Source material
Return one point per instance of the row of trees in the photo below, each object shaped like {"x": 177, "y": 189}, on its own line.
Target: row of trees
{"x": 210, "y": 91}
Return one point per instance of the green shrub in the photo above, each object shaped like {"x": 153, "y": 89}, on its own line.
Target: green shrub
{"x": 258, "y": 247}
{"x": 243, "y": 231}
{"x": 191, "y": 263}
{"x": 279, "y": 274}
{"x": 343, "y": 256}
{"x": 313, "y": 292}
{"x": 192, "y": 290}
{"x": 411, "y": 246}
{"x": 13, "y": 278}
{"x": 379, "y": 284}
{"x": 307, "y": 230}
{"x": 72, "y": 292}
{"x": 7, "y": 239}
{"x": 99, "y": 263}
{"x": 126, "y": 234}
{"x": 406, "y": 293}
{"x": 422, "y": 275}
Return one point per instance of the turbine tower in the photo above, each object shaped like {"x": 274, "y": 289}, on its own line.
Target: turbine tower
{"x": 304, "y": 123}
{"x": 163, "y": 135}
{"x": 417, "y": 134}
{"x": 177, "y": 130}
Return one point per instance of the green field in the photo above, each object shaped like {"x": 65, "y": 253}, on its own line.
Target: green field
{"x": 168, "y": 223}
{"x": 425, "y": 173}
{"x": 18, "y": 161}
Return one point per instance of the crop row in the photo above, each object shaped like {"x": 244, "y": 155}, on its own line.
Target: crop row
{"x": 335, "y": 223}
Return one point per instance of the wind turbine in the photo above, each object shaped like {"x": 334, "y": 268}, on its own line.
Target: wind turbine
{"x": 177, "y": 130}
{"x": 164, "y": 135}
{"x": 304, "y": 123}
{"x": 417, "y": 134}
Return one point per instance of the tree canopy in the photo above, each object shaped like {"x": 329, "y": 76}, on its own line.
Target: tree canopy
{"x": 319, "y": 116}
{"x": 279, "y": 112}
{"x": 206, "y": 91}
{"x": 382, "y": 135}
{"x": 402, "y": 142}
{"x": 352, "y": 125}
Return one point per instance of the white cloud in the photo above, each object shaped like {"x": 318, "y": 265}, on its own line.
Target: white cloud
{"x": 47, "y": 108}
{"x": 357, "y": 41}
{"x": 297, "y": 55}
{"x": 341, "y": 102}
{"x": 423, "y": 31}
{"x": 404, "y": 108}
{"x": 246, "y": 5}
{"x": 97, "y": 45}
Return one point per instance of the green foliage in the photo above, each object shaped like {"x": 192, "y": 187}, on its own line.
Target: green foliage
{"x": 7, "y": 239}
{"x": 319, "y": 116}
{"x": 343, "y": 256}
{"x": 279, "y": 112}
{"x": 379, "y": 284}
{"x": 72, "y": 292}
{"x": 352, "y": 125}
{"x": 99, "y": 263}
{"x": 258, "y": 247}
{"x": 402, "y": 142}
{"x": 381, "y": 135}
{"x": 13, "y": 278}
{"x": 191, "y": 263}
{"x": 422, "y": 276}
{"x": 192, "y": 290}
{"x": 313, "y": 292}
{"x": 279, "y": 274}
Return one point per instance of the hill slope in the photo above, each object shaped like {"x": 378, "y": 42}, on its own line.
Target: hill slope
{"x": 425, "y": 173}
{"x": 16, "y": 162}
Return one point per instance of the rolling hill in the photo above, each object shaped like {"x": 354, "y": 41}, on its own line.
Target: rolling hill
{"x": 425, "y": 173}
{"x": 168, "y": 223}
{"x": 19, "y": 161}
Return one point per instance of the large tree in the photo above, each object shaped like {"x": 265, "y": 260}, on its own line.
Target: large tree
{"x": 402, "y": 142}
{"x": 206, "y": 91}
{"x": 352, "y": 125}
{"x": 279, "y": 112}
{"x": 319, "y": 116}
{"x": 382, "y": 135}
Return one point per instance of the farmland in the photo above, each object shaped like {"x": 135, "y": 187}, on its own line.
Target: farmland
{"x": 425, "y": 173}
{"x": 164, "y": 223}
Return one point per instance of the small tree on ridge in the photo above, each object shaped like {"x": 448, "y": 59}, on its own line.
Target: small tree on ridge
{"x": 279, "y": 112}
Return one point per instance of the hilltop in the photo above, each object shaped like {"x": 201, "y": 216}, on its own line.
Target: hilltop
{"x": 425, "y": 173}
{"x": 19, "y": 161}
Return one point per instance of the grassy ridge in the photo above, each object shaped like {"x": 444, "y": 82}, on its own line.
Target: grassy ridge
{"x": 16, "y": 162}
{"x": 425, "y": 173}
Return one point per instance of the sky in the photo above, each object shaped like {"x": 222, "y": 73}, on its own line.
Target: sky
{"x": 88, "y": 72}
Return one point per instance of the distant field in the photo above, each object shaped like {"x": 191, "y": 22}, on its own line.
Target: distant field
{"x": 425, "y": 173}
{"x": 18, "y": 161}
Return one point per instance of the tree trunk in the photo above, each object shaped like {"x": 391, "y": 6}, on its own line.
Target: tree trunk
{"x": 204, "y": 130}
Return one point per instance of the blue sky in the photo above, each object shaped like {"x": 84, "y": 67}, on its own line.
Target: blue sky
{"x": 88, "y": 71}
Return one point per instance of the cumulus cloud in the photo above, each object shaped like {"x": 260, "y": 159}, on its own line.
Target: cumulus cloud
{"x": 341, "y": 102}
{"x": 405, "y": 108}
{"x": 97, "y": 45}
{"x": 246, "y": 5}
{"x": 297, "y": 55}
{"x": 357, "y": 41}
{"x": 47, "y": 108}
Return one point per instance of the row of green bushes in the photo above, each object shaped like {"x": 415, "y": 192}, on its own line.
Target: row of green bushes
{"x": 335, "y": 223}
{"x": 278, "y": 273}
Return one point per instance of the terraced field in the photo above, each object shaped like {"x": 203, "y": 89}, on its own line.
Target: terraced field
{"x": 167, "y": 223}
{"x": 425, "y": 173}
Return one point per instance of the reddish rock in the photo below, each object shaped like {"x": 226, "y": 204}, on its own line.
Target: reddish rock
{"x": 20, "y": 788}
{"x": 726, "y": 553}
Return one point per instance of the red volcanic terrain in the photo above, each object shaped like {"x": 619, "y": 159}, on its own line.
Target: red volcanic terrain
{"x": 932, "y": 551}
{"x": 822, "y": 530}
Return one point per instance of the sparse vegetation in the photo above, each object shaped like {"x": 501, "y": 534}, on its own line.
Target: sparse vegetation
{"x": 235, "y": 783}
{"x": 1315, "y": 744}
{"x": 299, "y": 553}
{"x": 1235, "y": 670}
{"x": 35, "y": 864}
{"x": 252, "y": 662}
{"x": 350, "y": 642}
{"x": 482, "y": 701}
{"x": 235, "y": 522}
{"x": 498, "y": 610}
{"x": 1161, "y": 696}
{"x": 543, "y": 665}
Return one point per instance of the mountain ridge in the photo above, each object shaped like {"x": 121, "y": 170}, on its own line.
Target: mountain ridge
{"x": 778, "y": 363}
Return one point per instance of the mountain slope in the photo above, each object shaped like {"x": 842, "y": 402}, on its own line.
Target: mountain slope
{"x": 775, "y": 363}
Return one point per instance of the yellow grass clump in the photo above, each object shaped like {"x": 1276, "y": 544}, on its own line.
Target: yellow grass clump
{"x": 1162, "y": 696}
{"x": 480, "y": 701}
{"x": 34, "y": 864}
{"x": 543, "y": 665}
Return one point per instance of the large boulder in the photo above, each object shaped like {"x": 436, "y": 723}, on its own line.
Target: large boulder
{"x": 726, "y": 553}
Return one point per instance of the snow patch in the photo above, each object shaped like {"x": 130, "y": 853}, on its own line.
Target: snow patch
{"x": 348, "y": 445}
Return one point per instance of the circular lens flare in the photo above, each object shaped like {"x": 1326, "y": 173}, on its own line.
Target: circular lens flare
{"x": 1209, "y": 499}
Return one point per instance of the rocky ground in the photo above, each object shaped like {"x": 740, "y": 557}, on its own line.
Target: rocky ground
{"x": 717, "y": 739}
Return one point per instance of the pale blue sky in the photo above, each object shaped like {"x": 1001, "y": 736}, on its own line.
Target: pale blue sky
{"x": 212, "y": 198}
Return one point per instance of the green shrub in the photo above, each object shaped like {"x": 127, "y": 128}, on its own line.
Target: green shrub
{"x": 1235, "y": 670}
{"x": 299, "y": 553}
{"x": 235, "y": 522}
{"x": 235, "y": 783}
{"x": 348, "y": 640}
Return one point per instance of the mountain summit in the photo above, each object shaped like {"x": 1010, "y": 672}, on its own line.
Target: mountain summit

Directions for this task
Which of the lines in the material carry the string "below"? Pull them out.

Task solution
Return one point per instance of the row of trees in the photo below, each object shaped like {"x": 177, "y": 189}, on its own line.
Return one point per instance of the reddish rock in the photo below, each object shaped like {"x": 226, "y": 204}, on its own line.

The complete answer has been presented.